Rewrite the stretch of data from its start through the line containing "positive clicks: (392, 96)" as a JSON list of strings, one string per line and no blank lines. Leave the pictures out of your answer.

== Available data

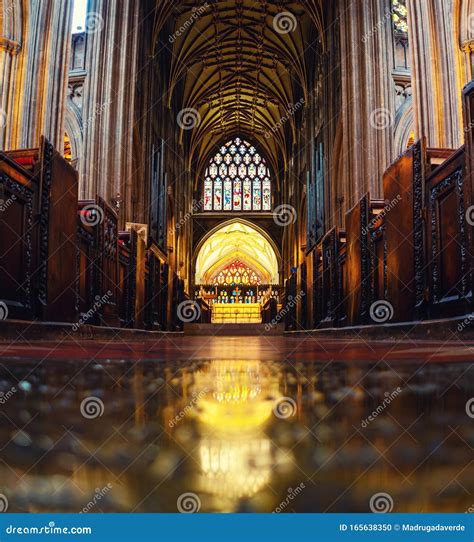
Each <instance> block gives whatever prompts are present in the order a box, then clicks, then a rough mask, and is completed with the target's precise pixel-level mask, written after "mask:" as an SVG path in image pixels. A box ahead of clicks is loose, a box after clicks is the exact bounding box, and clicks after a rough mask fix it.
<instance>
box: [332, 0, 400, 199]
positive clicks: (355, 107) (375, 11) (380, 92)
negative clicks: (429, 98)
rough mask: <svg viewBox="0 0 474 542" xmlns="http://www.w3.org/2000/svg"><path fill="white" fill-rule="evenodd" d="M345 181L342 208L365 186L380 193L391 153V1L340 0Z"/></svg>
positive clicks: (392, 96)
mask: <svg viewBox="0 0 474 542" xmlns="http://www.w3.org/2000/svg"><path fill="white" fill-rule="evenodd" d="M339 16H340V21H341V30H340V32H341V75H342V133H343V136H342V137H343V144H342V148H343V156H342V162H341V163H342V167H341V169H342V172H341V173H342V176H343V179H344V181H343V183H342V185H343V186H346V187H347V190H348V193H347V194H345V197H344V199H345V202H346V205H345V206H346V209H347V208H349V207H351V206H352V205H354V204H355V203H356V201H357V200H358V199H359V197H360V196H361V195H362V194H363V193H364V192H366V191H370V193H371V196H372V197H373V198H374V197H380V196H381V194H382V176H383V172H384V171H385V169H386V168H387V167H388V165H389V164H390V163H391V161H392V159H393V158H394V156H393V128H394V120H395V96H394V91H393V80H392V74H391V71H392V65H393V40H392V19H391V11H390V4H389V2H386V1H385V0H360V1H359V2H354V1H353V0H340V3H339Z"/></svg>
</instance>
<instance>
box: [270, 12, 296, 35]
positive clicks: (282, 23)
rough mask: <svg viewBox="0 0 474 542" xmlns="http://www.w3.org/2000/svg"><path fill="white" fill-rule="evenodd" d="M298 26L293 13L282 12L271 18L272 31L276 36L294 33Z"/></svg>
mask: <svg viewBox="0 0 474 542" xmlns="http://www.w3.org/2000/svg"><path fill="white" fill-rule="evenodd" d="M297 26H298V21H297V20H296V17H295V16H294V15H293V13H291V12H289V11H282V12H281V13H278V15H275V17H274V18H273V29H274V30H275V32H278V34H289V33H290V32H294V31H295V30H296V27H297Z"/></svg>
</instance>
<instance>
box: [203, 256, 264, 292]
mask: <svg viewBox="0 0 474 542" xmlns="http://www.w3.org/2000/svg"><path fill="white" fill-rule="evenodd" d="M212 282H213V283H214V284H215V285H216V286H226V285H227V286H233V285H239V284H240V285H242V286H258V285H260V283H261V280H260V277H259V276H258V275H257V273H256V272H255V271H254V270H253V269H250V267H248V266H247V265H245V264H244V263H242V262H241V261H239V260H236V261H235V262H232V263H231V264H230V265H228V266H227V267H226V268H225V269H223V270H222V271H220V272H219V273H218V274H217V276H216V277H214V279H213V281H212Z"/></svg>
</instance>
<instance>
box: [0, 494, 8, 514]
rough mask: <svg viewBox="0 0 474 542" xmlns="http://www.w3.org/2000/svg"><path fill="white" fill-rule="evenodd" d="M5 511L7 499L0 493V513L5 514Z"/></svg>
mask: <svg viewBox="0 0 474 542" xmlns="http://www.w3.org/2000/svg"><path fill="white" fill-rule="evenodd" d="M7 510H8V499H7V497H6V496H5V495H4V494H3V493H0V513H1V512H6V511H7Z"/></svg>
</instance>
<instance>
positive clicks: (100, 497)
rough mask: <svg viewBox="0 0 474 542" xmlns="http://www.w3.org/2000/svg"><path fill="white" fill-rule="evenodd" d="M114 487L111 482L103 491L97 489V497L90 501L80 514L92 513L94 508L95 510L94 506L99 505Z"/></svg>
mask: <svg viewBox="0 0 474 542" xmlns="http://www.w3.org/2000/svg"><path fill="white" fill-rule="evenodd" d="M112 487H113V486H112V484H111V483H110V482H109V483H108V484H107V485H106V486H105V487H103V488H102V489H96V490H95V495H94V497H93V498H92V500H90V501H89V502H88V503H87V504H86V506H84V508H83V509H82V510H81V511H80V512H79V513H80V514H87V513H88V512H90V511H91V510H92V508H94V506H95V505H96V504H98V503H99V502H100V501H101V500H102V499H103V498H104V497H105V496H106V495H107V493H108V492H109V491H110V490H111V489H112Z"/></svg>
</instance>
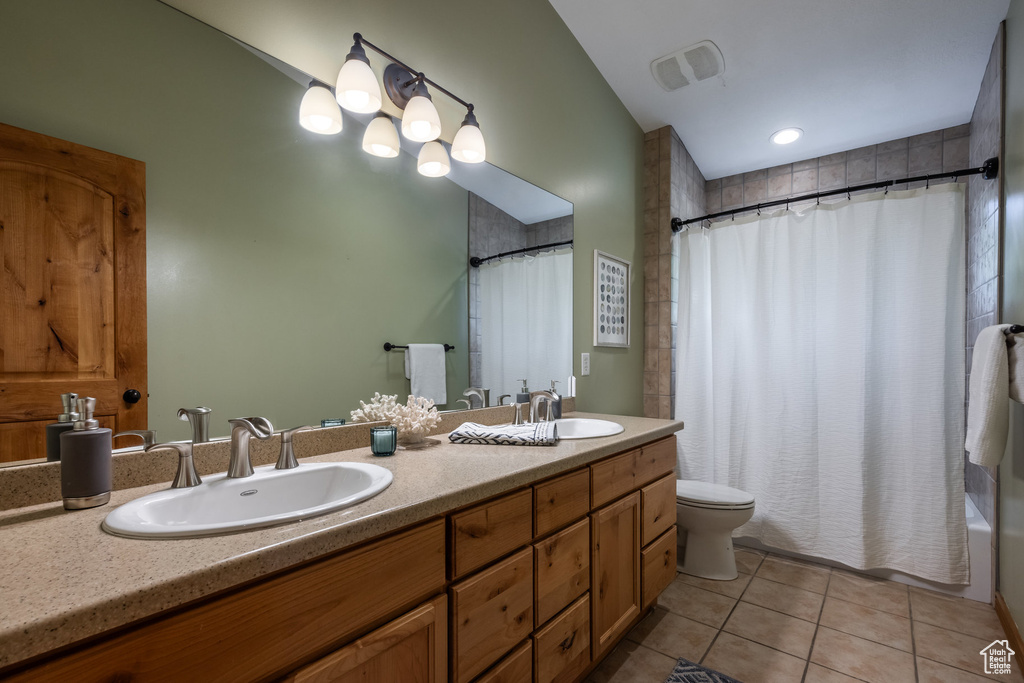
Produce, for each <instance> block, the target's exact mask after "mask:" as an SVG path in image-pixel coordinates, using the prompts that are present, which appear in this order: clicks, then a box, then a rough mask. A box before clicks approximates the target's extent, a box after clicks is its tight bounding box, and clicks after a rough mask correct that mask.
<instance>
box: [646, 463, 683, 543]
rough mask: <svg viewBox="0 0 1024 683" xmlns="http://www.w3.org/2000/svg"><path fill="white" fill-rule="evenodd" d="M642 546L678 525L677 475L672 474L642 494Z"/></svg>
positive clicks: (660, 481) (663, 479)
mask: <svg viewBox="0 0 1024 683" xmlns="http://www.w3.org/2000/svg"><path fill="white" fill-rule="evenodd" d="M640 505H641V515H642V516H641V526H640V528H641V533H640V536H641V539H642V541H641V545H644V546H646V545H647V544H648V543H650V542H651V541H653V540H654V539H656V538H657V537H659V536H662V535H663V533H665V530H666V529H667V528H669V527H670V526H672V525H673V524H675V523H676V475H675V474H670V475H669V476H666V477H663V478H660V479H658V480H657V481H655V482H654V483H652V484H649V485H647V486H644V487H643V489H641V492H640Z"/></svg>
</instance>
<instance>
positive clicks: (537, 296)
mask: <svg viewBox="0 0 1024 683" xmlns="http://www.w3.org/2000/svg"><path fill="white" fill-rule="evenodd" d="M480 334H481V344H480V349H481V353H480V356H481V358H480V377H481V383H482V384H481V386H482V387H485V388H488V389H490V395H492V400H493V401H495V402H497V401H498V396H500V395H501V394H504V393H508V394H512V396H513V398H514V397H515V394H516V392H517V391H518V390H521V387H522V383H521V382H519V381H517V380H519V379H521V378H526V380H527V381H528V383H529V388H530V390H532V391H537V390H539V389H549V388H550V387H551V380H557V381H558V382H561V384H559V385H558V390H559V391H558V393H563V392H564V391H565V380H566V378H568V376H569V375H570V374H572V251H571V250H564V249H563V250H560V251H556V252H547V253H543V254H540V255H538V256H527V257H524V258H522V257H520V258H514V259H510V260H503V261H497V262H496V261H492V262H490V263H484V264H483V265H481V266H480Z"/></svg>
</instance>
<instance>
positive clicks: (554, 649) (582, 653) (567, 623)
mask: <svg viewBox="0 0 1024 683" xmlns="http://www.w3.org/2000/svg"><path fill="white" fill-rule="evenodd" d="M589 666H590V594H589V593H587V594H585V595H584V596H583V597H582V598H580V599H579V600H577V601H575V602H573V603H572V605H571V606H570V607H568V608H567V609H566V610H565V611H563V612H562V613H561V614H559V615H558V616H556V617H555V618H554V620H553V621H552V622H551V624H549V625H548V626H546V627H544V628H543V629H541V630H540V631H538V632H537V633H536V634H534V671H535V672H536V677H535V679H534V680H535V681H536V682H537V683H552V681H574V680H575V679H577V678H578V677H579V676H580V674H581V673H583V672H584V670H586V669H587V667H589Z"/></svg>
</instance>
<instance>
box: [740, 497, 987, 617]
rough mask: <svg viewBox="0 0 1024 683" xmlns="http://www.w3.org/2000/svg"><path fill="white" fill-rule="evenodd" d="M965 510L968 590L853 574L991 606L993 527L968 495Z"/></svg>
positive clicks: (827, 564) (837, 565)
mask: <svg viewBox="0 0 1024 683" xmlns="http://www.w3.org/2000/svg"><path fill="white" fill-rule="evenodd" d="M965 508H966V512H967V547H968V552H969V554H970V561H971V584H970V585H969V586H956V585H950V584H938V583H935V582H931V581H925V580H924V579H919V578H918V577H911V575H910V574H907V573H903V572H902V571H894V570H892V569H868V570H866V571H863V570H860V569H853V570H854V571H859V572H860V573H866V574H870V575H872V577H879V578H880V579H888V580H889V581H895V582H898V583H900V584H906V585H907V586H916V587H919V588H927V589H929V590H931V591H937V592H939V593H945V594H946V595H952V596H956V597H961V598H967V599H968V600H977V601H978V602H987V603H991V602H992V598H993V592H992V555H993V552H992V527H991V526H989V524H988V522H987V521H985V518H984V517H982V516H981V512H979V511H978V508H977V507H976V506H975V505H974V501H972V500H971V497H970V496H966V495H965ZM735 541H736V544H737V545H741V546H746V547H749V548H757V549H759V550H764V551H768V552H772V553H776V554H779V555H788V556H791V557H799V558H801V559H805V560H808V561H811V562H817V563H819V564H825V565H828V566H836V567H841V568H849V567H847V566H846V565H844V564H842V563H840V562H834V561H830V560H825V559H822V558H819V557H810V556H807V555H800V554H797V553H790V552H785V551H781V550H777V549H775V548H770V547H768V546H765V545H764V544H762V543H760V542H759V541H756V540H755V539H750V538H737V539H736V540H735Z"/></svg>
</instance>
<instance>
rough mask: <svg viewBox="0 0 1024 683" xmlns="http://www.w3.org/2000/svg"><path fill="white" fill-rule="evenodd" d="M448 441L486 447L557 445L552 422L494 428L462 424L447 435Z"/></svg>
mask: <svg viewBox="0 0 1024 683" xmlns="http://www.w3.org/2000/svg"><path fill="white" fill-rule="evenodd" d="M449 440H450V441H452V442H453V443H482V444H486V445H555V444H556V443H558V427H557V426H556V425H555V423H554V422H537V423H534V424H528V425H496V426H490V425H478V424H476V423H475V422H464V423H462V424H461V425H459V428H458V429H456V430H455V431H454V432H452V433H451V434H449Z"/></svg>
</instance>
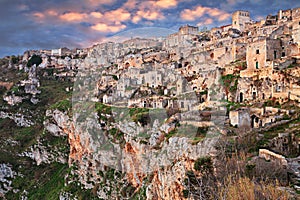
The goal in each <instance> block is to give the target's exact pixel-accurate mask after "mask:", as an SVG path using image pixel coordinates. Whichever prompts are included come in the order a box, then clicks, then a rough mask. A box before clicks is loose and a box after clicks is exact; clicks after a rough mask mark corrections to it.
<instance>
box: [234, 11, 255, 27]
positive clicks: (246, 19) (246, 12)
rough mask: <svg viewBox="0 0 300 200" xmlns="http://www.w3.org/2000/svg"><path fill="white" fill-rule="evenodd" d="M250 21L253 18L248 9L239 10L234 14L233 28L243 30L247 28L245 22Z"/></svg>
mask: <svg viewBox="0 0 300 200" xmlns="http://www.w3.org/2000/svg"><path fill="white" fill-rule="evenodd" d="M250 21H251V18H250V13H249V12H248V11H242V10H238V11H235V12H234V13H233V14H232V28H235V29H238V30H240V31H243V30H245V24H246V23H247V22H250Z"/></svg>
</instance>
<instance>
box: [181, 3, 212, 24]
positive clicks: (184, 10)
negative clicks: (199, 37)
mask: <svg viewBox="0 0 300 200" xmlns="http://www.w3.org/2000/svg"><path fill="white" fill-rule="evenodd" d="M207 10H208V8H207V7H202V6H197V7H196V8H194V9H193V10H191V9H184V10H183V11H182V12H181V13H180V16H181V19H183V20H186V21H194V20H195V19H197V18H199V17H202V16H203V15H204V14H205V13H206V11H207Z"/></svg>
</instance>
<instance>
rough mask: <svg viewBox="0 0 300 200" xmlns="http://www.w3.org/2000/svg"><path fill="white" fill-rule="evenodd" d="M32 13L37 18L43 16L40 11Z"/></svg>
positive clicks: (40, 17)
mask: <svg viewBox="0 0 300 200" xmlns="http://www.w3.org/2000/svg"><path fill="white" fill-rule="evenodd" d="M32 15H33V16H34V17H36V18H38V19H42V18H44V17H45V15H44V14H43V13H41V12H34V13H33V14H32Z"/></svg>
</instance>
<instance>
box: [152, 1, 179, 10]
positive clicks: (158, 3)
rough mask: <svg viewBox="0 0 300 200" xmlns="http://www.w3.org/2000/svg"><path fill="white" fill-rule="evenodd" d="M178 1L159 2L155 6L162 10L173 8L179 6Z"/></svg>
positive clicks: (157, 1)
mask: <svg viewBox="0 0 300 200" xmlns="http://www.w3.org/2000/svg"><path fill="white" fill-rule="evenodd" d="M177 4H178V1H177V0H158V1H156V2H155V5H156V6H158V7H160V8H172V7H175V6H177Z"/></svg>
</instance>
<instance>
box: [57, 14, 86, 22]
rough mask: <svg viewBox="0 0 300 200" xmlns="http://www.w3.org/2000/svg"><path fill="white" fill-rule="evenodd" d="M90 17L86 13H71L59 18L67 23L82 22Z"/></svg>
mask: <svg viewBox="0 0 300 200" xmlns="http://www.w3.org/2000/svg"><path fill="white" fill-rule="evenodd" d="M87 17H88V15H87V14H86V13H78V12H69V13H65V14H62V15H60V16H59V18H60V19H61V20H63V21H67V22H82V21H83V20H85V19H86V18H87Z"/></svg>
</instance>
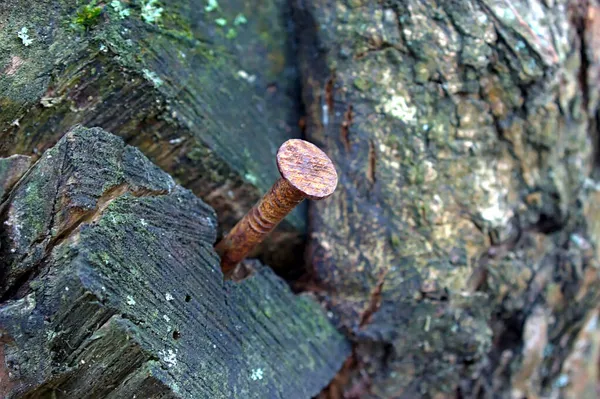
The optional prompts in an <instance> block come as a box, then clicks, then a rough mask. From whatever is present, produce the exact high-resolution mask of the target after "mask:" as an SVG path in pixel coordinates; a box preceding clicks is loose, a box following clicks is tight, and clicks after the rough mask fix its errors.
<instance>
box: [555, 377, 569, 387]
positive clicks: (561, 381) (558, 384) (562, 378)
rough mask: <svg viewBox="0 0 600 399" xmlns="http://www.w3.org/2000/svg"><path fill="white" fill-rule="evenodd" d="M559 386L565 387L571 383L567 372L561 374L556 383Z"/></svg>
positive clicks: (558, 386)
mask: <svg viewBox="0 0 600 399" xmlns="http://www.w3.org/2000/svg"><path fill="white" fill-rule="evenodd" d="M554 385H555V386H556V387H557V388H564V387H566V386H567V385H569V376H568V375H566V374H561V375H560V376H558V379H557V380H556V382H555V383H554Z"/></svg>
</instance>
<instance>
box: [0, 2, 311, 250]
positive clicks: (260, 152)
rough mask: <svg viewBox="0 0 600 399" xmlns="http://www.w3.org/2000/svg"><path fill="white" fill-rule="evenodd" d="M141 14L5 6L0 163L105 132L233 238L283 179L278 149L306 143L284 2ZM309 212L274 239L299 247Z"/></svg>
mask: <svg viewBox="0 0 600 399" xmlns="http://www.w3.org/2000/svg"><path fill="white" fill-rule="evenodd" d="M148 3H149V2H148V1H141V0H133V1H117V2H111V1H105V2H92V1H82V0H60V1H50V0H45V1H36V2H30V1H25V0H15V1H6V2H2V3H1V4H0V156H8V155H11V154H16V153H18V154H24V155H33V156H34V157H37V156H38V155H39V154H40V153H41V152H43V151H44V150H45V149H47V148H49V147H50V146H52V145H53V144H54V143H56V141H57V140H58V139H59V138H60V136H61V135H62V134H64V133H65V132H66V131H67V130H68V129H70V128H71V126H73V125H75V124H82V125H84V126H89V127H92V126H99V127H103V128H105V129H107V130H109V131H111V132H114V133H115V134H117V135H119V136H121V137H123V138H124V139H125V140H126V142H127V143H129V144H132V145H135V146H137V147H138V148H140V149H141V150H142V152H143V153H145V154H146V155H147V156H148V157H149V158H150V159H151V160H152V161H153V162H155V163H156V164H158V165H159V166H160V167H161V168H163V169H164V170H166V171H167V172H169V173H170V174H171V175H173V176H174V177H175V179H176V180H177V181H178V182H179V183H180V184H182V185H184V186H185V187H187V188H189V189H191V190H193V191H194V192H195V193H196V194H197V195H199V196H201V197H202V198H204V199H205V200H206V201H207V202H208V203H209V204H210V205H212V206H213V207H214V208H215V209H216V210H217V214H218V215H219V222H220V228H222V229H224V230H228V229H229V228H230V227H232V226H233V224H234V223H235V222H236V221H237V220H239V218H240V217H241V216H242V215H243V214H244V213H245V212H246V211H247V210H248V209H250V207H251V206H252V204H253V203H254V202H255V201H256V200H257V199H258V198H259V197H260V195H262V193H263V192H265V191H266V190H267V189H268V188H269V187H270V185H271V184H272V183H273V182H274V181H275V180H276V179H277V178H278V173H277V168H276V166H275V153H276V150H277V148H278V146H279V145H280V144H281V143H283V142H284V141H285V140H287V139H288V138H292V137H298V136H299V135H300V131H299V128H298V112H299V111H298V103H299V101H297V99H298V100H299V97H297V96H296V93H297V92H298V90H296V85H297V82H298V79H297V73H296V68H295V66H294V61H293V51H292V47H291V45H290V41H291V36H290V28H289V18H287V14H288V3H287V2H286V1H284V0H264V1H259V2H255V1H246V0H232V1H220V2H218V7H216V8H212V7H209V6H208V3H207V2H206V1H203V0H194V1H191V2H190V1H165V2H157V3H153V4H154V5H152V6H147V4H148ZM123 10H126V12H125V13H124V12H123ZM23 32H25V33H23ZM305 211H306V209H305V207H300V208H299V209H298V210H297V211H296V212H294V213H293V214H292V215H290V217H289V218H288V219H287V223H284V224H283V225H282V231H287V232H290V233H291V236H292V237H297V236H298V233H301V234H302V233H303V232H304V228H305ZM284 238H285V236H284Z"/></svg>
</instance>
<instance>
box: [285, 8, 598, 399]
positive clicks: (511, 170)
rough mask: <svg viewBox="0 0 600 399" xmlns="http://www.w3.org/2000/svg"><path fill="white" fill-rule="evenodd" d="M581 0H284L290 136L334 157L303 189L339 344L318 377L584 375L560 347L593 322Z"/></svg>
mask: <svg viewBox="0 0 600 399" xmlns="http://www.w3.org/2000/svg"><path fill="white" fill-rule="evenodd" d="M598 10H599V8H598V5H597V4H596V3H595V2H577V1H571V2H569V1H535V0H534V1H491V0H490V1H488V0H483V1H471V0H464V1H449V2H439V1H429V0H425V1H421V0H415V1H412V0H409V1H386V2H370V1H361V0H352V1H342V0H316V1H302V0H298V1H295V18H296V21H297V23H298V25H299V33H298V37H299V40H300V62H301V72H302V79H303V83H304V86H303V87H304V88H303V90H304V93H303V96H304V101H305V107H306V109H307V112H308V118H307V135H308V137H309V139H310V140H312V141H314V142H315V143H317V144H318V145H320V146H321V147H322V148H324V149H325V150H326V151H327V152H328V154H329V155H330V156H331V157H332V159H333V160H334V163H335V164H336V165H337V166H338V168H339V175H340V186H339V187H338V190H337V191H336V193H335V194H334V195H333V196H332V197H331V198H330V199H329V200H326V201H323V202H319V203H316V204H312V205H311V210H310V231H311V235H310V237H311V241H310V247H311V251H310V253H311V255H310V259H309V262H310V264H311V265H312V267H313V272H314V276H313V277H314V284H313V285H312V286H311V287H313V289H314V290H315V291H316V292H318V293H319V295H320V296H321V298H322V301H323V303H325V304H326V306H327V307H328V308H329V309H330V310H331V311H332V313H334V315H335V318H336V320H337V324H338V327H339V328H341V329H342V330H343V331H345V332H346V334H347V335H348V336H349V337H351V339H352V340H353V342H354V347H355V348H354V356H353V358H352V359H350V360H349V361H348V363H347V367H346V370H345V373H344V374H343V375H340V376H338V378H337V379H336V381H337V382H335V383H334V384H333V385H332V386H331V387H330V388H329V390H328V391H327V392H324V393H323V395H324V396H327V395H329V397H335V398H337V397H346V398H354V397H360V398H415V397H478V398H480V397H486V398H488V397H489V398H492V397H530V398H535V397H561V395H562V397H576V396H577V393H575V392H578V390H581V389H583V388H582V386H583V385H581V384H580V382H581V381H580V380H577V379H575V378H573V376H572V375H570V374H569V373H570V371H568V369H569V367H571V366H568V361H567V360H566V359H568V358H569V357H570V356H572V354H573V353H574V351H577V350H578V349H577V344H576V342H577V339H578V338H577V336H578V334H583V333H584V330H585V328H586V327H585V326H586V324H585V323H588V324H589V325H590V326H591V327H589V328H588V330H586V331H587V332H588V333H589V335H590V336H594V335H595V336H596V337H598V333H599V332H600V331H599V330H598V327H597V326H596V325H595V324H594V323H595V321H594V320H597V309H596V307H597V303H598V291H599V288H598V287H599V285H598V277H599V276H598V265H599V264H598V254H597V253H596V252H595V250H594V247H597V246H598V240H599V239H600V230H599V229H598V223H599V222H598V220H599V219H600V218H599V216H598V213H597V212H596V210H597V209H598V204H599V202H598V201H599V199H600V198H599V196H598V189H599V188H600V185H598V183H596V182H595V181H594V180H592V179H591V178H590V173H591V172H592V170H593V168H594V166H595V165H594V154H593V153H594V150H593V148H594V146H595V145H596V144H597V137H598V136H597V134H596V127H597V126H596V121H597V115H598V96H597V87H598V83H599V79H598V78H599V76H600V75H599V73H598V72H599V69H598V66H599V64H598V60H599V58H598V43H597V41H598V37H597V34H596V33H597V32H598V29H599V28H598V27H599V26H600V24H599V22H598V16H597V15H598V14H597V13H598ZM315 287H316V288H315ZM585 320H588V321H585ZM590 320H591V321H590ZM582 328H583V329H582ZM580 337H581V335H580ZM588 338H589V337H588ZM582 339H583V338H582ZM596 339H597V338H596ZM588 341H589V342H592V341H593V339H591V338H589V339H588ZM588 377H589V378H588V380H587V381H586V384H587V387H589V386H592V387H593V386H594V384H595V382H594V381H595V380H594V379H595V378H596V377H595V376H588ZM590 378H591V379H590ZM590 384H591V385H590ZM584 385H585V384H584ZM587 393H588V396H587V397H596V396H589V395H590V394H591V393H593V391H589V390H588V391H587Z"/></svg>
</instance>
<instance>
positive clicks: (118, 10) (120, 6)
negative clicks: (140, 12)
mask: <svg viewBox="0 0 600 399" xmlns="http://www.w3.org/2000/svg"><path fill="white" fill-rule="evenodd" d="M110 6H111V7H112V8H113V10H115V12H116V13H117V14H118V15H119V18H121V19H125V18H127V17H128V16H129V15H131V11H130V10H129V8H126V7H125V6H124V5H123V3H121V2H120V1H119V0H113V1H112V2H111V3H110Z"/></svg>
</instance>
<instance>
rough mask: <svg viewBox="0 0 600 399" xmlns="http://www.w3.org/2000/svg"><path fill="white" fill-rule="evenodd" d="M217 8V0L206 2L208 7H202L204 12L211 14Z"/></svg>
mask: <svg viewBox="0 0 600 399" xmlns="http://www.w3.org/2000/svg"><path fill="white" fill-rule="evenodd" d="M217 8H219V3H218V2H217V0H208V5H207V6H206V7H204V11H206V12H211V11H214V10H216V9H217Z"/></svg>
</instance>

====

Expected answer
[
  "Each <instance> block gives whatever prompts are present in the order a box, then clicks, then a rough mask, and is completed with the target's precise pixel-level mask, written after \"mask:\" as an SVG path in image pixels. A box ahead of clicks is loose, a box after clicks is the exact bounding box, and clicks after a rough mask fix it.",
  "<instance>",
  "box: [332, 0, 400, 199]",
  "positive clicks: (355, 107) (375, 11) (380, 92)",
  "negative clicks: (429, 98)",
  "rough mask: <svg viewBox=\"0 0 474 542\" xmlns=\"http://www.w3.org/2000/svg\"><path fill=\"white\" fill-rule=\"evenodd\" d=\"M345 181L342 208L365 186L380 193L391 153V1L340 0Z\"/></svg>",
  "positive clicks: (392, 96)"
]